— START OF TEXT —
There are three major issues: whether or not the trial judge made a preliminary determination as to the admissibility of the declarations of the joint venturers; and if he did, whether the correct legal standard of admissibility was applied and satisfied. The final issue is whether after the guilty verdict the defendant’s continued claim of innocence was improperly considered by the trial judge at the time of sentencing. We affirm.
Factually this case is not an unusual narcotics case, but it serves to raise certain legal issues commonly encountered in joint venture or conspiracy cases under the Federal Rules of Evidence, which deserve some clarification in this circuit.
The facts need only be briefly summarized. This case was developed by a special agent of the Drug Enforcement Administration working the street undercover with a confidential informant. The negotiations for the purchase of a kilogrаm of heroin for $29,500 were initiated with two women codefendants of Santiago. After verifying that the supposed purchasers had the required money, the two women proceeded to walk to defendant’s car a short distance away where they were observed by other agents to have a conversation with Santiago and a male codefendant. Santiago remained in his car, but all three codefendants returned to continue the negotiations. They suggested that they all go to the nearby car to weigh the heroin and complete the transaction. The agent buyer objected to that procedure. Then feigning a rejection of the transaction the agent left, but returned in a short time. Negotiations were resumed. The male codefendant explained that another individual nearby actually had possession of the heroin but was afraid to deliver. The negotiations as to how to culminate the transaction continued until the male codefendant also indicated his newly acquired fear of the transaction. At that point one of the women codefendants agreed that she would do it. She went back to the defendant in his car and aftеr a short ride into an alley with him returned alone with the heroin wrapped in her coat. With the defendant in his car were the scales. Before it was all accomplished, there had been four separate trips back and forth by Santiago’s codefendants between Santiago and the supposed buyers. It is very clear from the evidence that the defendant, who had had more narcotics experience than his associates, sought to insulate himself from the risk but not from the money. “The verdict of the jury must be sustained if there is substantial evidence, taking the view most favorable to thе Government, to support it.”
Glasser v. United States,
I.
Rule 801(d)(2)(E) of the Federal Rules of Evidence provides that a statement by a co-conspirator of a party made during the course and in furtherance of the conspiracy is not hearsay to be excluded under Rule 802. We shall refer to the joint venture in conspiracy terms. When a statement of a co-conspirator which would otherwise have been regarded as hearsay is proffered, a preliminary question arises under *1131 Rule 104 of the Federal Rules of Evidence. 2 Both parties agree and so does this court that Rule 104 requires a preliminary determination by the trial judge as to the admissibility of the declaration of a co-conspirator. Under Rule 104 the competence of a co-conspirator declaration justifying its admissibility depends upon whether or not the existence of the conspiracy has been sufficiently established, and whether under Rule 801(d)(2)(E) the declaration was made during the course and in furtherance of the conspiracy.
It continues to be recognized that the trial judge retains the option of conditionally admitting the co-conspirator declaration evidence before the conspiracy has been independently established, but subject to the subsequent fulfillment of that critical condition.
— END OF TEXT —
— START OF GIVEN INFORMATION —
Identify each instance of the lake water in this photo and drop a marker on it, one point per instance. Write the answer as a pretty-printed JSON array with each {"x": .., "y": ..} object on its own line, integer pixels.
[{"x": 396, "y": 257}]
— END OF GIVEN INFORMATION —
**WHAT IS BEING ASKED**
Write the next part of the court opinion on the heroin sale and the admissibility of co-conspirator statements, picking up right after its last sentence.

**THE REPLY**
United States v. Stanchich, 550
F.2d 1294, 1298 (2d Cir. 1977);
United States v. McCormick,
Whether or not the trial judge fulfilled his Rule 104 preliminary question responsibility is not as cleаr from the record made at the time admissibility was determined as is to be preferred. We must look elsewhere in the record. The issue was first raised when defendant prior to trial presented a motion
in limine
to exclude the use of the conspiracy declarations of the codefendants. In denying that motion after a hearing, the trial judge made a somewhat vague but sufficient finding that a
prima facie
showing of the existence of the conspiracy had been established permitting the jury to hear and consider the declarations of the co-conspirators. Some support for relying on this priоr determination is found in
United States v. Haldeman,
II.
We must next determine by what standard the sufficiency of the independent evidence of the conspiracy is to be measured, and then whether that standard was met. This problem has not been directly addressed by this court since Rule 104 became effective July 1, 1975.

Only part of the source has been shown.